Top of TASK MATERIAL

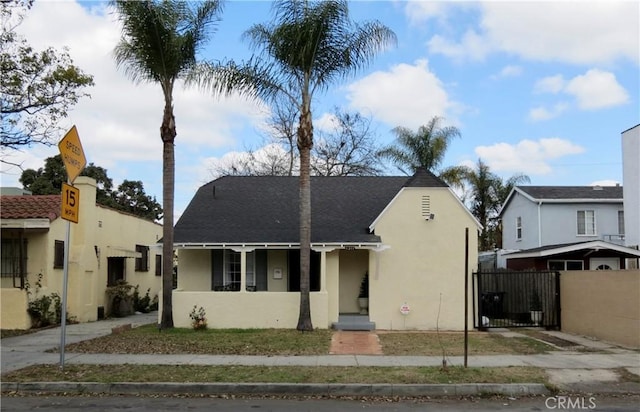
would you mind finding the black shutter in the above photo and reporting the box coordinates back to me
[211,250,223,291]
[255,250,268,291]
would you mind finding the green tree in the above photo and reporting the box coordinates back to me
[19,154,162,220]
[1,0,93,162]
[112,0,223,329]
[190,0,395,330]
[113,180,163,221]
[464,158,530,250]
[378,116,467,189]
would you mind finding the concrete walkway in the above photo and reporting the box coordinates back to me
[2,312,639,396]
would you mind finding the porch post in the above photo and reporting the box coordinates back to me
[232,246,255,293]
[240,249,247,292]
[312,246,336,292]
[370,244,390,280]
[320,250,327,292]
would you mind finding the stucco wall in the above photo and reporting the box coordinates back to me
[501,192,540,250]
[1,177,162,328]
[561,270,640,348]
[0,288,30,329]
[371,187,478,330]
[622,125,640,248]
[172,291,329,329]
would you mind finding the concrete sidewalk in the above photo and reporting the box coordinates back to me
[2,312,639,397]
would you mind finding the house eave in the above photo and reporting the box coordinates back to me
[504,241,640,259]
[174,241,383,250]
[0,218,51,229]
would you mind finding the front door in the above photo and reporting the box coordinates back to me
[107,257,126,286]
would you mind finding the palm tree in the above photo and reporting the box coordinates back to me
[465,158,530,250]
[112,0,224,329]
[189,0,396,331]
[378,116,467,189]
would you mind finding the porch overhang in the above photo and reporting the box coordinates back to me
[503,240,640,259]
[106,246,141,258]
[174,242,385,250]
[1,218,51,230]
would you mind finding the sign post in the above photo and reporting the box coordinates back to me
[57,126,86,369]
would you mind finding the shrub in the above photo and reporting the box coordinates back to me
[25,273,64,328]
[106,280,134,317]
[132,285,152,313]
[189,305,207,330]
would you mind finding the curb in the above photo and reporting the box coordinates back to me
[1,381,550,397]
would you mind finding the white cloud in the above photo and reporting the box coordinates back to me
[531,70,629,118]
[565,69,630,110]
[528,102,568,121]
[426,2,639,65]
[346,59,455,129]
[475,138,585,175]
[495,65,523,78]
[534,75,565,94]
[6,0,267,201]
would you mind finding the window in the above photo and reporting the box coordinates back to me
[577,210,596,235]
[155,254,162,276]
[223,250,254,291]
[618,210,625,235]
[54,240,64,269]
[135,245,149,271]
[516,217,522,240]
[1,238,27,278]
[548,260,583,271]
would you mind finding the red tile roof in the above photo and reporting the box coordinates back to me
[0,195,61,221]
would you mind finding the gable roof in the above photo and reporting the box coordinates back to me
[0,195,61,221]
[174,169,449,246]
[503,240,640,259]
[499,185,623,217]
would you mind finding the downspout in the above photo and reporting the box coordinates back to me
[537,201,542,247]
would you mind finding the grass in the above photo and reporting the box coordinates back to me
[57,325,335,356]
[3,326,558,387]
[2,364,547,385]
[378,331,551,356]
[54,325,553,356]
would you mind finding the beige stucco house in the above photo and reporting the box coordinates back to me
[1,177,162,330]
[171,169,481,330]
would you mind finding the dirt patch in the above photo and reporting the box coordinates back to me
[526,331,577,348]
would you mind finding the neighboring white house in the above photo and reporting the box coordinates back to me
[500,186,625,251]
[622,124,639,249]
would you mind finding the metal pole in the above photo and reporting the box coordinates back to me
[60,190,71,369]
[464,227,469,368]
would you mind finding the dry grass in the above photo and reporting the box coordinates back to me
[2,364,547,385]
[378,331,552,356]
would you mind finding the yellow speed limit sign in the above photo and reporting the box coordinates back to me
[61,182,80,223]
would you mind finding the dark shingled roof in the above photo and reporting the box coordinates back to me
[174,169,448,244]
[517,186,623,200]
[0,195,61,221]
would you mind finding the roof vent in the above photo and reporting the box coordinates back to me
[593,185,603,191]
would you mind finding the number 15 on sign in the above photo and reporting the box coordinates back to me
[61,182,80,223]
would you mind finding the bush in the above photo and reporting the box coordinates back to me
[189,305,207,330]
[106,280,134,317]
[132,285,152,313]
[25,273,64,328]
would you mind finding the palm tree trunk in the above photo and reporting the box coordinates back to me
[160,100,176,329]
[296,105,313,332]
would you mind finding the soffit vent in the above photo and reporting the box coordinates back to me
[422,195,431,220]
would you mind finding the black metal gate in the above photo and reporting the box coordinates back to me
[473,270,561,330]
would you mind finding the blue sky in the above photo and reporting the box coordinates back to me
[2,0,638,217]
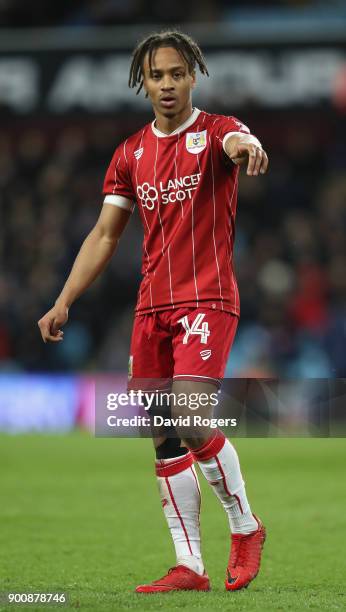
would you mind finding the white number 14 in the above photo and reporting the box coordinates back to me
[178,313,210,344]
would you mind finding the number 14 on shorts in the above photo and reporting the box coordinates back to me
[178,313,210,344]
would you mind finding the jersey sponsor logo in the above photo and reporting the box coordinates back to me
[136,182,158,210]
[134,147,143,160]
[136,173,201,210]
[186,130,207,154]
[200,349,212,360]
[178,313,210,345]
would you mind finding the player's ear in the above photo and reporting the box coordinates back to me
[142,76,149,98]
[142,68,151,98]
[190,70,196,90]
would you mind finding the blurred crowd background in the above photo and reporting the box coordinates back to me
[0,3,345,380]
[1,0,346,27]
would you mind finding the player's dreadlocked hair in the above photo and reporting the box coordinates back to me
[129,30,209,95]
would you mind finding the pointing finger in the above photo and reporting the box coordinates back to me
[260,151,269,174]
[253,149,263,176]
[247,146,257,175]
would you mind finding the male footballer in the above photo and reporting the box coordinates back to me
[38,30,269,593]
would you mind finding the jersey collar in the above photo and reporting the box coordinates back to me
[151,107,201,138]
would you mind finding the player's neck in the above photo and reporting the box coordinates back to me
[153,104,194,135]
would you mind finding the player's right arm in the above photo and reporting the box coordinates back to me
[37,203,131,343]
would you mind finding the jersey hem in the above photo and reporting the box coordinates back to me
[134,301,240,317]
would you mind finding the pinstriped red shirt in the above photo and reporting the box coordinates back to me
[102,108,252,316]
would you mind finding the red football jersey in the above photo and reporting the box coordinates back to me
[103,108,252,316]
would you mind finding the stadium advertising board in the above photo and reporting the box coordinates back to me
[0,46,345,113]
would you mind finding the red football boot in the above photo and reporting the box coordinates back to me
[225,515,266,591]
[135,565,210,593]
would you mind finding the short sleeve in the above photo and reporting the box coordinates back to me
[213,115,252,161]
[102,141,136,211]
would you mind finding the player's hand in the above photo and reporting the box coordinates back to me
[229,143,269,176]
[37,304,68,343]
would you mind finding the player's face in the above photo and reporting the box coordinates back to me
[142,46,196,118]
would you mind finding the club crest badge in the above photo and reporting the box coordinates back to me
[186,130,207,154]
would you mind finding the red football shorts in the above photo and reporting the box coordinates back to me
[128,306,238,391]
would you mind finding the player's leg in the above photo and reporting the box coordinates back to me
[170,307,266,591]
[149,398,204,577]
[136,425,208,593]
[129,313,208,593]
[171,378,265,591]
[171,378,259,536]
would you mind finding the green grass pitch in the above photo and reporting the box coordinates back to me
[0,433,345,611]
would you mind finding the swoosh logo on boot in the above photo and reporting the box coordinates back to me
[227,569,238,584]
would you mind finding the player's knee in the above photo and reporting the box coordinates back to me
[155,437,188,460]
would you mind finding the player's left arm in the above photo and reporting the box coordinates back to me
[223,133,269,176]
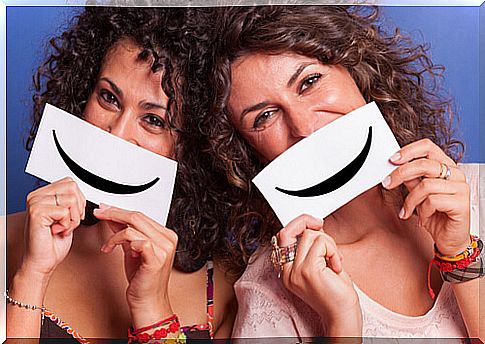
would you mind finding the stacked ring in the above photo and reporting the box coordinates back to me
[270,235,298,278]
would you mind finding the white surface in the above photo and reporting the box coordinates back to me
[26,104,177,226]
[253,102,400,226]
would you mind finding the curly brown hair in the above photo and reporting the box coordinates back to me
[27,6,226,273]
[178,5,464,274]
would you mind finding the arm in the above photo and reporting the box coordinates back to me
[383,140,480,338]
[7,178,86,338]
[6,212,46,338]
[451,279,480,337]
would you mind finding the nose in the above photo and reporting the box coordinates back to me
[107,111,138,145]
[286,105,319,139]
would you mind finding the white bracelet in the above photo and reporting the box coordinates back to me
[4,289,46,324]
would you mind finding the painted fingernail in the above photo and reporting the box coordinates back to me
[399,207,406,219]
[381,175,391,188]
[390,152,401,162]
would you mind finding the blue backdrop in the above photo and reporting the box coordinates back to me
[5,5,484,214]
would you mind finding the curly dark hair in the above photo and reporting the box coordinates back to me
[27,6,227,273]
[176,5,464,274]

Bottom of TASK MATERIAL

**AIM OF THE EXERCISE**
Copy exactly, and only, the lines from the line that contains "would you mind finding the white bracelet" through the end of the data above.

**OUTPUT**
would you mind finding the white bracelet in the above photo and reporting the box coordinates back to me
[4,289,46,324]
would you mind finding the painted fingernail in the above photo and reporting the box coordinates back to me
[399,207,406,219]
[381,175,391,188]
[390,152,401,162]
would you mind finding the blue backdrop in the above photo and reporting the box coordinates back to me
[5,5,484,214]
would you mind finding the curly dark hair in the above photo and reporting the box coordinates back to me
[27,6,227,273]
[176,5,464,274]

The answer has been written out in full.